= Problem details =
Nothing but the lines from the one containing "Q: Point out the woman's lips" through the last line of the records below should be copied, exactly and without pictures.

= Raw records =

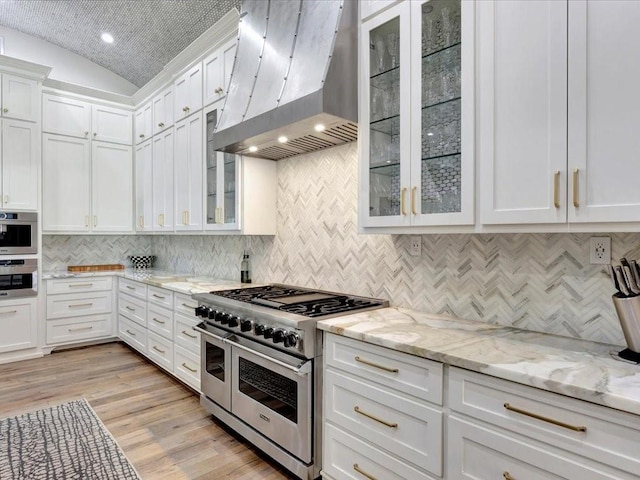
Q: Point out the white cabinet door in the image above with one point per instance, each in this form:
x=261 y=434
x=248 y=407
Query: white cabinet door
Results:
x=66 y=116
x=217 y=72
x=162 y=106
x=20 y=98
x=66 y=183
x=144 y=129
x=144 y=186
x=189 y=173
x=112 y=187
x=163 y=181
x=111 y=124
x=604 y=101
x=188 y=93
x=20 y=164
x=522 y=89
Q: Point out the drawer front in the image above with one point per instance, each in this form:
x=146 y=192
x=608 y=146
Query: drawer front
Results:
x=76 y=305
x=130 y=287
x=611 y=437
x=185 y=335
x=160 y=321
x=160 y=296
x=69 y=330
x=348 y=457
x=409 y=374
x=399 y=424
x=79 y=285
x=187 y=367
x=184 y=304
x=160 y=350
x=132 y=333
x=475 y=452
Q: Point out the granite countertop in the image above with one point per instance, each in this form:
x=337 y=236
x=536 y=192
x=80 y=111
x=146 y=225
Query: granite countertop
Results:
x=178 y=282
x=576 y=368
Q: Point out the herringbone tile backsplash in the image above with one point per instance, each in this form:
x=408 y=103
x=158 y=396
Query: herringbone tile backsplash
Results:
x=540 y=282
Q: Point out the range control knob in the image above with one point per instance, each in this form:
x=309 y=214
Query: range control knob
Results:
x=291 y=339
x=278 y=335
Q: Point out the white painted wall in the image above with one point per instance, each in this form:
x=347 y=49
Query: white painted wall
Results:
x=66 y=66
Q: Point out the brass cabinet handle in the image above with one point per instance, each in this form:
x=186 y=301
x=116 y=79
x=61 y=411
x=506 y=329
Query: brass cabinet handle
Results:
x=189 y=368
x=373 y=417
x=357 y=358
x=184 y=332
x=576 y=202
x=575 y=428
x=413 y=200
x=556 y=186
x=402 y=192
x=362 y=472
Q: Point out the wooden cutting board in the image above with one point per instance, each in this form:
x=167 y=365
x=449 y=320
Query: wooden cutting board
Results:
x=95 y=268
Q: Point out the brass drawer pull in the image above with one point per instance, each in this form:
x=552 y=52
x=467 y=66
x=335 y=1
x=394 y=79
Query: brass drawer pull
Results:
x=363 y=473
x=373 y=417
x=376 y=365
x=184 y=332
x=575 y=428
x=189 y=368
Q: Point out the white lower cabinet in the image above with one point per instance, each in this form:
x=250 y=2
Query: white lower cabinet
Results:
x=79 y=309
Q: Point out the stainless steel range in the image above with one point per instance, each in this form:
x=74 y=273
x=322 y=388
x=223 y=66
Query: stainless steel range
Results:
x=262 y=366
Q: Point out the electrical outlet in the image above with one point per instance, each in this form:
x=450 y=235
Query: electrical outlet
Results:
x=416 y=246
x=600 y=250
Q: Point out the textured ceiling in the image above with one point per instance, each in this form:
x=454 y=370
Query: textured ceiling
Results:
x=148 y=33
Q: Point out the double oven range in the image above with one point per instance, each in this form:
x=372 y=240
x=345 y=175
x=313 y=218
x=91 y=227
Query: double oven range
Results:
x=262 y=366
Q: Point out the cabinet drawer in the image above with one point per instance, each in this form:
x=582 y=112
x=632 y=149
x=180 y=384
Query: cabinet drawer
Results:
x=345 y=454
x=409 y=374
x=187 y=367
x=399 y=424
x=477 y=452
x=76 y=305
x=130 y=287
x=184 y=304
x=611 y=436
x=132 y=333
x=185 y=335
x=160 y=321
x=133 y=308
x=68 y=330
x=78 y=285
x=160 y=296
x=160 y=350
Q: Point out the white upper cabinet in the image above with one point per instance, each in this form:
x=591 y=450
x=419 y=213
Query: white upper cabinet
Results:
x=143 y=123
x=217 y=72
x=522 y=97
x=20 y=98
x=162 y=106
x=20 y=165
x=188 y=92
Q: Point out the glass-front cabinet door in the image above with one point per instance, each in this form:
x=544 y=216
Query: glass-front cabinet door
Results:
x=417 y=97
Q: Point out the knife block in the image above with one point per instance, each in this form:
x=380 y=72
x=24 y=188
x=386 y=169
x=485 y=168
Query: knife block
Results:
x=628 y=310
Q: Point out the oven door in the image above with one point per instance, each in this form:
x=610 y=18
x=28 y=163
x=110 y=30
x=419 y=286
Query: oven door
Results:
x=215 y=360
x=272 y=392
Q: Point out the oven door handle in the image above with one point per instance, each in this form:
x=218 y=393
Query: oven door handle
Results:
x=302 y=369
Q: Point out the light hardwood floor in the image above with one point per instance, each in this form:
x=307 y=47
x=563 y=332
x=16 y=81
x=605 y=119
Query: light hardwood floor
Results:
x=156 y=420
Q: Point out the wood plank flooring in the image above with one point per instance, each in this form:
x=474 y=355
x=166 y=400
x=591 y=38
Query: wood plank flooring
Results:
x=156 y=420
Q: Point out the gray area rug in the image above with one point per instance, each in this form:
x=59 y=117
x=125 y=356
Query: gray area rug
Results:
x=64 y=442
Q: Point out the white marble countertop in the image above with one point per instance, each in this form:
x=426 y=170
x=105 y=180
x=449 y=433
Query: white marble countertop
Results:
x=577 y=368
x=178 y=282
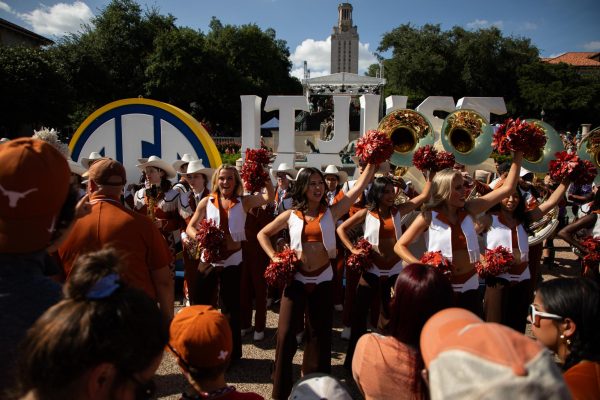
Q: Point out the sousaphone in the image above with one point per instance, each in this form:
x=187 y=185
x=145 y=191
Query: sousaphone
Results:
x=468 y=135
x=540 y=163
x=408 y=130
x=589 y=149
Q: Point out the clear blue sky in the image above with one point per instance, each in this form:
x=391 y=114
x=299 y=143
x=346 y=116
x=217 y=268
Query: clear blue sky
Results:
x=554 y=26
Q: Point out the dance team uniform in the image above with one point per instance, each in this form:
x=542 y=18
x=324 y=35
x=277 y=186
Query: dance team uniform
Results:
x=379 y=280
x=507 y=302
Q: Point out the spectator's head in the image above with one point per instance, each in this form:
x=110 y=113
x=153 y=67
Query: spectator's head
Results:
x=227 y=181
x=565 y=317
x=319 y=386
x=37 y=202
x=106 y=176
x=200 y=338
x=104 y=340
x=467 y=358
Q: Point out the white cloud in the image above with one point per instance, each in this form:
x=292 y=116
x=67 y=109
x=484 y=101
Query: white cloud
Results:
x=592 y=46
x=59 y=19
x=317 y=53
x=5 y=7
x=484 y=23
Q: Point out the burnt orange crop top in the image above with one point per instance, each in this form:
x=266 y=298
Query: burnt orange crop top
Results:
x=459 y=241
x=311 y=232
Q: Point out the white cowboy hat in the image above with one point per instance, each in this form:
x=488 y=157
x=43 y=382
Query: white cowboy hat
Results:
x=332 y=170
x=284 y=167
x=154 y=161
x=186 y=158
x=76 y=168
x=94 y=155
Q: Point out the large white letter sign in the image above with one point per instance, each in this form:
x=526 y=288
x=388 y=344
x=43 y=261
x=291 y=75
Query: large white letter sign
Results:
x=129 y=129
x=369 y=112
x=287 y=106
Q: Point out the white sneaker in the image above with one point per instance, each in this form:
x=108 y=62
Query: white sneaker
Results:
x=246 y=331
x=345 y=333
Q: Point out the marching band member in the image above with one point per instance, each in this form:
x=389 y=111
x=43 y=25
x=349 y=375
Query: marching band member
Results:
x=311 y=224
x=382 y=227
x=162 y=204
x=448 y=225
x=227 y=207
x=508 y=295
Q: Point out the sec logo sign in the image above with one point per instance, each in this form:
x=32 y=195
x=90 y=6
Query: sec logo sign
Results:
x=129 y=129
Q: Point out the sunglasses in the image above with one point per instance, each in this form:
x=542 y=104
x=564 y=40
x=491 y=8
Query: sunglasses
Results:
x=535 y=316
x=144 y=390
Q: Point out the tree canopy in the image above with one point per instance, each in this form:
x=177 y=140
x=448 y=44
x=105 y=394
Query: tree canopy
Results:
x=428 y=61
x=129 y=52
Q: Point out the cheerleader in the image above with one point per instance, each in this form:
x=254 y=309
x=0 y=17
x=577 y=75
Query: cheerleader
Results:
x=448 y=226
x=311 y=224
x=507 y=296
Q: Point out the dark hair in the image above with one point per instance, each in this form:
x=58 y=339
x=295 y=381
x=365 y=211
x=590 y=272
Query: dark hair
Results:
x=420 y=291
x=298 y=191
x=376 y=192
x=579 y=300
x=124 y=328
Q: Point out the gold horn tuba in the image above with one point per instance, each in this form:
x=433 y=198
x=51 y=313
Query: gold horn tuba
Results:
x=467 y=135
x=408 y=130
x=554 y=144
x=589 y=149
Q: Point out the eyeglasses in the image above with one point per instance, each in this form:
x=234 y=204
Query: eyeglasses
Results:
x=143 y=391
x=535 y=316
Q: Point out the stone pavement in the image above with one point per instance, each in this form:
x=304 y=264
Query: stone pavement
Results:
x=252 y=373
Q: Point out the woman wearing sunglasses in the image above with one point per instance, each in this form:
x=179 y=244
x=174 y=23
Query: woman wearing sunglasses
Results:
x=103 y=341
x=565 y=317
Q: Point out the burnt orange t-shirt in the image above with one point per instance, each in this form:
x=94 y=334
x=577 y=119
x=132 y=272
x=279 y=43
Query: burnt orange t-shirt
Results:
x=143 y=247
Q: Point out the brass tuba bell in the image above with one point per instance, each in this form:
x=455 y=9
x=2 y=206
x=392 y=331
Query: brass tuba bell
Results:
x=467 y=135
x=408 y=130
x=554 y=144
x=589 y=149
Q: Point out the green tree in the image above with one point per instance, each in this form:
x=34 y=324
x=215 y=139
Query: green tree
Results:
x=567 y=96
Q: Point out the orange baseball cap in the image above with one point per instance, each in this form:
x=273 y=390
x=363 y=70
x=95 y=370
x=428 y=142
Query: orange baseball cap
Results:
x=34 y=184
x=200 y=337
x=467 y=358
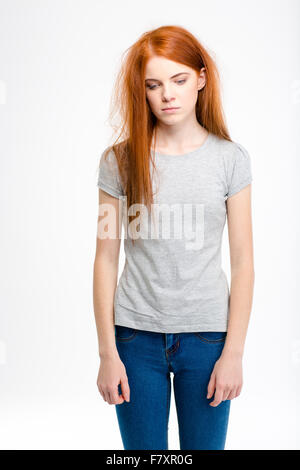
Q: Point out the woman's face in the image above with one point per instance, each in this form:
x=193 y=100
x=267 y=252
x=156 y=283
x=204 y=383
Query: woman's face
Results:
x=171 y=84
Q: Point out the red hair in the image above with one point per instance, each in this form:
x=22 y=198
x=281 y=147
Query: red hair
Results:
x=137 y=126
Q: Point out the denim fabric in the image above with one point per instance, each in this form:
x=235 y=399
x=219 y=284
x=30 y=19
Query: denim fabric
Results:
x=150 y=358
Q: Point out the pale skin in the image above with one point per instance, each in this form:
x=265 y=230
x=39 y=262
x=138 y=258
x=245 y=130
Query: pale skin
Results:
x=178 y=133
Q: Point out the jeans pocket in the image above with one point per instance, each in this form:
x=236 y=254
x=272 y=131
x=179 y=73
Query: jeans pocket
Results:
x=211 y=336
x=125 y=333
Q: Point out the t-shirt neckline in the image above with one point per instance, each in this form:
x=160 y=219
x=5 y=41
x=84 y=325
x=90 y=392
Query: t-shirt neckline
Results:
x=192 y=152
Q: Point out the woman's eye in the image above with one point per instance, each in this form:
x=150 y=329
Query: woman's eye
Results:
x=180 y=82
x=151 y=87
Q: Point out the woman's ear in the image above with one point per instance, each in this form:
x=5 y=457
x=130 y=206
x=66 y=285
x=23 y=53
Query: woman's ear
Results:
x=201 y=79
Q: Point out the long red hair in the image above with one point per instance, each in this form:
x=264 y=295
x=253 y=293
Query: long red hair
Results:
x=137 y=127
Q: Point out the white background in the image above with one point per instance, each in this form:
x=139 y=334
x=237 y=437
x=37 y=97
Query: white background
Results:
x=58 y=61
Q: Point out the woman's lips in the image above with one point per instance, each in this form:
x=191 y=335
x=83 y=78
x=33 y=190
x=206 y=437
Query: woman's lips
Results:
x=170 y=110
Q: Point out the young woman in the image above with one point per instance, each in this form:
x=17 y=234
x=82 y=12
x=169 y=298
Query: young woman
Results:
x=172 y=180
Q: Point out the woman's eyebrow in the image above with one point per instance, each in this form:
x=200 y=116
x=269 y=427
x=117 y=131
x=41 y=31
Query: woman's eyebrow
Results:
x=173 y=76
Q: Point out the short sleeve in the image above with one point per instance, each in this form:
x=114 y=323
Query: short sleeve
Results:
x=240 y=171
x=108 y=174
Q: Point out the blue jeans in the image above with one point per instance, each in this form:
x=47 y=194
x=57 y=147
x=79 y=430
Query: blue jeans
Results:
x=149 y=359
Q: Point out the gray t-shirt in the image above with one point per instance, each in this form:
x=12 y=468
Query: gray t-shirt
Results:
x=175 y=283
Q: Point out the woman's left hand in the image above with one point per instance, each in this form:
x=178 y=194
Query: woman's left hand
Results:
x=226 y=379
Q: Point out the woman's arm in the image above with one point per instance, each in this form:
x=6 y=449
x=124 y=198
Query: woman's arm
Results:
x=226 y=379
x=111 y=371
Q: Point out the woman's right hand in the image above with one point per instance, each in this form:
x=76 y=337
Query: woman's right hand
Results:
x=112 y=372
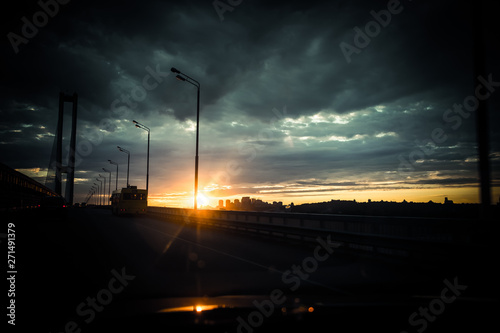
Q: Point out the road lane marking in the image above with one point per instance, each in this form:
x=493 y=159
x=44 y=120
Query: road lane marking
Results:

= Completed task =
Q: Point out the woman's lips in the image above with one point per instance, each in this form:
x=191 y=335
x=83 y=78
x=33 y=190
x=206 y=437
Query: woman's lips
Results:
x=170 y=110
Q: Point out the young woman in the image above with one point per instance, each in this form:
x=17 y=234
x=82 y=12
x=169 y=298
Query: young woman
Results:
x=172 y=180
Q: Point out the woman's eyebrow in the image above with one point per instance, each in this form:
x=200 y=116
x=269 y=427
x=117 y=131
x=41 y=31
Query: woman's eyebrow
Results:
x=173 y=76
Q: Point out the short sleeve in the image above with one point per instance, each in this form:
x=114 y=323
Query: short sleeve
Results:
x=240 y=171
x=108 y=174
Q: Point out the blue jeans in the image above with one point per instance, each in this form:
x=47 y=194
x=57 y=147
x=79 y=430
Query: blue jeans
Results:
x=149 y=359
Q: Point out the gray t-shirt in the image above with one point per instance, each in this form:
x=12 y=468
Query: gray t-shirt
Results:
x=175 y=283
Q: Point out the woman's left hand in the image above with one point per instance, each in this form:
x=178 y=194
Query: woman's left hand
Results:
x=226 y=379
Q: Point out the woman's arm in the image above with one point per instance, each in this form:
x=6 y=449
x=124 y=198
Query: woman's arm
Results:
x=226 y=379
x=111 y=371
Q: Point out the woman's right hand in the image above with one point per instance, each in this form:
x=76 y=337
Query: woman's right hand
Results:
x=112 y=372
Q: Point out the road lane marking in the image above with one point per instance, each in this form:
x=493 y=159
x=44 y=120
Query: road lane marking
Results:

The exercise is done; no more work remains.